Write out the data below exactly, from its first line to the line containing "Each instance receives one keypoint. Mark the snow-covered rock", that line included.

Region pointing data
----------------
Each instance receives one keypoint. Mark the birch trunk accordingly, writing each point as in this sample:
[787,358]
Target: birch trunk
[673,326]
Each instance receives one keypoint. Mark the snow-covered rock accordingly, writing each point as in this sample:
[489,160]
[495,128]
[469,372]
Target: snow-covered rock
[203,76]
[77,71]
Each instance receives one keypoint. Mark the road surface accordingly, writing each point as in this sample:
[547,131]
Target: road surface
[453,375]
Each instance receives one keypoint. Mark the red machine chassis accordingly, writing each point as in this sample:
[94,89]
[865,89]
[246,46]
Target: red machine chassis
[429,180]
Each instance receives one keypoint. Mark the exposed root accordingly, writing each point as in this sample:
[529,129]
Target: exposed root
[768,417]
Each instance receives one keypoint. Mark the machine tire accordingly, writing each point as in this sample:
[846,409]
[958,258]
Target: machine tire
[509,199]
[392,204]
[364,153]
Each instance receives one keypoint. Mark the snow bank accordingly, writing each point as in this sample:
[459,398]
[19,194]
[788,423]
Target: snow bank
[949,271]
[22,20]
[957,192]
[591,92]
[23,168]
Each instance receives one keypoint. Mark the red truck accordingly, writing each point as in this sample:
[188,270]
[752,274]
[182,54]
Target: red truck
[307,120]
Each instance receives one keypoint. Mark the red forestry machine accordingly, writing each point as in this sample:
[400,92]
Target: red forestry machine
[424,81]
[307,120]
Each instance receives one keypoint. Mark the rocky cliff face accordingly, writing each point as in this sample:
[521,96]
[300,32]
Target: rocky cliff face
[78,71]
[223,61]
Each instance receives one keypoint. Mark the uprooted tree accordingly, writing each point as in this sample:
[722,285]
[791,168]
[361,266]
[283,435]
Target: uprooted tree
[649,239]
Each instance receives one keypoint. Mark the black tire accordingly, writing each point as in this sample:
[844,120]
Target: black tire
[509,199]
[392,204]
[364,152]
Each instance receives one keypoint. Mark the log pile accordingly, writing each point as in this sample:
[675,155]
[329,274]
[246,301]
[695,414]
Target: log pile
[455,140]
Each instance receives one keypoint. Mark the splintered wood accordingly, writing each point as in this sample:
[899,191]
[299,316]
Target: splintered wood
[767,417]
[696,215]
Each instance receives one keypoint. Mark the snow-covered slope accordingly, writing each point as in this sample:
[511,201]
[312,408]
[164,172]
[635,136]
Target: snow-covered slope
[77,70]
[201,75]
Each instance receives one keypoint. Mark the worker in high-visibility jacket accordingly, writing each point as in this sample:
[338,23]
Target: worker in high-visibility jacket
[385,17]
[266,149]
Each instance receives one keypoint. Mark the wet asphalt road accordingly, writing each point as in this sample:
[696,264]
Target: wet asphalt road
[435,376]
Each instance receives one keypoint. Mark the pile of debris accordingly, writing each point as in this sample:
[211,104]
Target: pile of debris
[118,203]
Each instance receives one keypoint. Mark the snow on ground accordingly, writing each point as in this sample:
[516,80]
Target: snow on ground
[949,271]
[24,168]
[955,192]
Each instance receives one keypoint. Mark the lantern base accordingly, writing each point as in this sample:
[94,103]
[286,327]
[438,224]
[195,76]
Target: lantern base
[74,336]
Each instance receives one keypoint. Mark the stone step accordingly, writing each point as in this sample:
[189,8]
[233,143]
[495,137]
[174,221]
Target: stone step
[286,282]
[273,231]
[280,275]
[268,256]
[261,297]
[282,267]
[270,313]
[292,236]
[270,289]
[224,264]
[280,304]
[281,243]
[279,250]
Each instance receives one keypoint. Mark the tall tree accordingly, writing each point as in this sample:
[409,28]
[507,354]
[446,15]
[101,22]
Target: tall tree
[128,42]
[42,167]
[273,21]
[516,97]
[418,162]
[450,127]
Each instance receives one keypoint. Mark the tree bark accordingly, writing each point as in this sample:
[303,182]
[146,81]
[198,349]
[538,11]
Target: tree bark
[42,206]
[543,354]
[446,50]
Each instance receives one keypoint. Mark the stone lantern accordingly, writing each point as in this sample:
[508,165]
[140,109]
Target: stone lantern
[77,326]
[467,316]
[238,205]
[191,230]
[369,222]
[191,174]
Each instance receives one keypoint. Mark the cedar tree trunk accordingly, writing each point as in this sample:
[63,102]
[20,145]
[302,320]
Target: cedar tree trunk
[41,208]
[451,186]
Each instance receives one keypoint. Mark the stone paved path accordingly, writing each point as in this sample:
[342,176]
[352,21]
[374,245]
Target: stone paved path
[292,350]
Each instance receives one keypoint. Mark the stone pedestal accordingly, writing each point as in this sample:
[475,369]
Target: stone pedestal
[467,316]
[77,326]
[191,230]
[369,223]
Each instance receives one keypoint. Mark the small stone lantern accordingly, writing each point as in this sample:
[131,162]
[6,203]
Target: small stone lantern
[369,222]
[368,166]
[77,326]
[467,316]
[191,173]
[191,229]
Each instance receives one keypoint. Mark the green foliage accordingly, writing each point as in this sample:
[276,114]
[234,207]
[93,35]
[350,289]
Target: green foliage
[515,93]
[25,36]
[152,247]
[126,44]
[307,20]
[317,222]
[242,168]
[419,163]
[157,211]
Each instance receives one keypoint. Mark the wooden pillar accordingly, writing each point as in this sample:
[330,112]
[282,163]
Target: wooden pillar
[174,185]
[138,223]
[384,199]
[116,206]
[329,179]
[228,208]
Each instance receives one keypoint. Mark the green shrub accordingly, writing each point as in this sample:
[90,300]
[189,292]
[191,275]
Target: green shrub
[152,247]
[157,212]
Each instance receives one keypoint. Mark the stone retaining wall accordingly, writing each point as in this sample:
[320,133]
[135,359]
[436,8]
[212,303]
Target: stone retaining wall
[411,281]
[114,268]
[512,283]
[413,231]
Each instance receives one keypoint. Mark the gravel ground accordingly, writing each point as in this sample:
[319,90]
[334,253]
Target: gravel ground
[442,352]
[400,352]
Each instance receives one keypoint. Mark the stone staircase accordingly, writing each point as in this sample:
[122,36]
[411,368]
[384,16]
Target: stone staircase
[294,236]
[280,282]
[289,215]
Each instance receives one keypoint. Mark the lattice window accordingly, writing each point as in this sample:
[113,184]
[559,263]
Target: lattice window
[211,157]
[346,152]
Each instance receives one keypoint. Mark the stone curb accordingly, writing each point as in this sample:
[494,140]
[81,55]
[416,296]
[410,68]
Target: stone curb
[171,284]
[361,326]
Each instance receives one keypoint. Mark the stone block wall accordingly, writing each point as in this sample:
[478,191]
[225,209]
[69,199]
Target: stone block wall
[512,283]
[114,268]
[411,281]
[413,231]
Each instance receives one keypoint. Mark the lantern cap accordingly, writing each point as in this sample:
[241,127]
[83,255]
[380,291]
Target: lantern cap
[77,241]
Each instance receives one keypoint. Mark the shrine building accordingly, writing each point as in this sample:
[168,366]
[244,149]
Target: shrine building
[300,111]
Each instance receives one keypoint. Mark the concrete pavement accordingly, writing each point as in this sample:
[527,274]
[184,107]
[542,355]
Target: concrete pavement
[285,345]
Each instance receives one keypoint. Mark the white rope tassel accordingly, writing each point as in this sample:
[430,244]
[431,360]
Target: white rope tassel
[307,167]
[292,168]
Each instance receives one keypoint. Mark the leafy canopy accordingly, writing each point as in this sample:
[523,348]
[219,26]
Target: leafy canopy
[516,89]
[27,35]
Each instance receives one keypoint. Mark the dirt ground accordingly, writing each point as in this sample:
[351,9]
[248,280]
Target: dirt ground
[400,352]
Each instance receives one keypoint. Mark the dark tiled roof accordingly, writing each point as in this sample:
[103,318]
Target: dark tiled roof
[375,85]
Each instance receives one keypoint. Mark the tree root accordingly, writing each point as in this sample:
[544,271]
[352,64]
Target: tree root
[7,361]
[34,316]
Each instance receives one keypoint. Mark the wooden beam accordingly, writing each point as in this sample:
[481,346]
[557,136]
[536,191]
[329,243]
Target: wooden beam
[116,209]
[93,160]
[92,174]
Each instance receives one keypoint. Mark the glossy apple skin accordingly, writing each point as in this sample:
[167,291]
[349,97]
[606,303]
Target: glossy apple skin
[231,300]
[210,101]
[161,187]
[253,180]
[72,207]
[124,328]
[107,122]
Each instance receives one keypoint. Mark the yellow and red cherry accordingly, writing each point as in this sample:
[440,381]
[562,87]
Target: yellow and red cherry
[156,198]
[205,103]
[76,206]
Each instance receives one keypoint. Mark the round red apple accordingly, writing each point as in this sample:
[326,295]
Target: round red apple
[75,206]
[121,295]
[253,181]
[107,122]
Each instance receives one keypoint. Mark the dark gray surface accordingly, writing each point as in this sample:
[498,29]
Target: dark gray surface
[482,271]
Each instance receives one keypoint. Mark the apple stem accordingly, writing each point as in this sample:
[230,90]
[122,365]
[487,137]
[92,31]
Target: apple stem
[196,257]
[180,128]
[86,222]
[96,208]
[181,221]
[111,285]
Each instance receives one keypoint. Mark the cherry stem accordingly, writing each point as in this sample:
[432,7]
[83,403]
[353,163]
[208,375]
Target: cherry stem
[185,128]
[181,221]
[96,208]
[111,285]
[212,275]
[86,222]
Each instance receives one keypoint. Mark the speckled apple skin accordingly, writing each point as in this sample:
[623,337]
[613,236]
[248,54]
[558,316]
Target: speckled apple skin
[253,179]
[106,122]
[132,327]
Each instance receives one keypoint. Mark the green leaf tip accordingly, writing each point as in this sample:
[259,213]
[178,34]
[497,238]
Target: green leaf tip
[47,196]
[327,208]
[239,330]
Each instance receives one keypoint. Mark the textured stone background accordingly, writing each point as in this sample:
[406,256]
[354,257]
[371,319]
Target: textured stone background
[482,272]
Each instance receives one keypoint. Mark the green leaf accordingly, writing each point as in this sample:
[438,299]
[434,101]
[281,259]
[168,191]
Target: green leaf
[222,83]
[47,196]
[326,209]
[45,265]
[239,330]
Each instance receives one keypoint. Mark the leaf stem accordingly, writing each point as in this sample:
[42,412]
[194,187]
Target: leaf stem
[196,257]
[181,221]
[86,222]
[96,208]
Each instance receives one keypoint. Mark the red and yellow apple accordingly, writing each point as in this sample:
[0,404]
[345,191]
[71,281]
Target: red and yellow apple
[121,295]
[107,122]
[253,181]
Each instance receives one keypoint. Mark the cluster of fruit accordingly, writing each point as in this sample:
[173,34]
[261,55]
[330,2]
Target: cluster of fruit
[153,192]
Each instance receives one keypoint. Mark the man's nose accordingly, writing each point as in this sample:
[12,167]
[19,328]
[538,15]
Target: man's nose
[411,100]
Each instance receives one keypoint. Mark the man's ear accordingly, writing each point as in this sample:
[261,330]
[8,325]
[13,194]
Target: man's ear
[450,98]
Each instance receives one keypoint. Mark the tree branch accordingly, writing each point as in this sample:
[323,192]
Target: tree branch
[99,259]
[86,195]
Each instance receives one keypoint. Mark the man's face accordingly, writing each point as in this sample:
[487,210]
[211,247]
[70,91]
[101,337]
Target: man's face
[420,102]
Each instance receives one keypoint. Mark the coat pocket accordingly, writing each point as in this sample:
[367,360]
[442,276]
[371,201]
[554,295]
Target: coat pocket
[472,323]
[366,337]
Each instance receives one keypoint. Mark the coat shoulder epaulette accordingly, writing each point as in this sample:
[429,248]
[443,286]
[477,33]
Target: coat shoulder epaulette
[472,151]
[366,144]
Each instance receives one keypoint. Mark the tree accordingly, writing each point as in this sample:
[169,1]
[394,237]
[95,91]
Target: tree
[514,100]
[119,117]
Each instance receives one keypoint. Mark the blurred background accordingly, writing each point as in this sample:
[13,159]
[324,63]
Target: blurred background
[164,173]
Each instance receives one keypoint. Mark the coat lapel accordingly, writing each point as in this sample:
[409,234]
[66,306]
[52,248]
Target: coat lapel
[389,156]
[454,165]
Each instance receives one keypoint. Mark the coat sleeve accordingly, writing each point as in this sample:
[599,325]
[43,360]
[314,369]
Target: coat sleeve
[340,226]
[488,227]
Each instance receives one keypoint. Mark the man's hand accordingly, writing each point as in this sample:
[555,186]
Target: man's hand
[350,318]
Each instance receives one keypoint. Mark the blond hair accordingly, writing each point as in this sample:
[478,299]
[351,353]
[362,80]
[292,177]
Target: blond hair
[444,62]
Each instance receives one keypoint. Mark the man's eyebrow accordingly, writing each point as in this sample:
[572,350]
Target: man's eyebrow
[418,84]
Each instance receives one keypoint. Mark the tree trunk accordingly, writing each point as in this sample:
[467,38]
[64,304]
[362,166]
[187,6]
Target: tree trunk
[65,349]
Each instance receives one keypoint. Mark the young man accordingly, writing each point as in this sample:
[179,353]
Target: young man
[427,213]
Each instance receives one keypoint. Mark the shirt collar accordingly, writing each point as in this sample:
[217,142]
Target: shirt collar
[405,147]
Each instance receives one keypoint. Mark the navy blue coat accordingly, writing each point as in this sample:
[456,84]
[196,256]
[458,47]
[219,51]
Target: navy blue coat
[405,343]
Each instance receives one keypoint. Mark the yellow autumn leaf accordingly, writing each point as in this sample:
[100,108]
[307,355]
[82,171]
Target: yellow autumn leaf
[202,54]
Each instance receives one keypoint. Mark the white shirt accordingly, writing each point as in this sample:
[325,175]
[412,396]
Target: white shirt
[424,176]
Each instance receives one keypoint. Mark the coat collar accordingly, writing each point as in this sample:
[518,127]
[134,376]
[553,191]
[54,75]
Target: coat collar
----------------
## Answer to this exercise
Each instance receives one keypoint. Mark the birch trunk accordingly, writing each point as in this sample:
[787,358]
Target: birch trunk
[673,326]
Each instance receives one keypoint. Mark the snow-covered rock accordingly, writing each point as in this sample:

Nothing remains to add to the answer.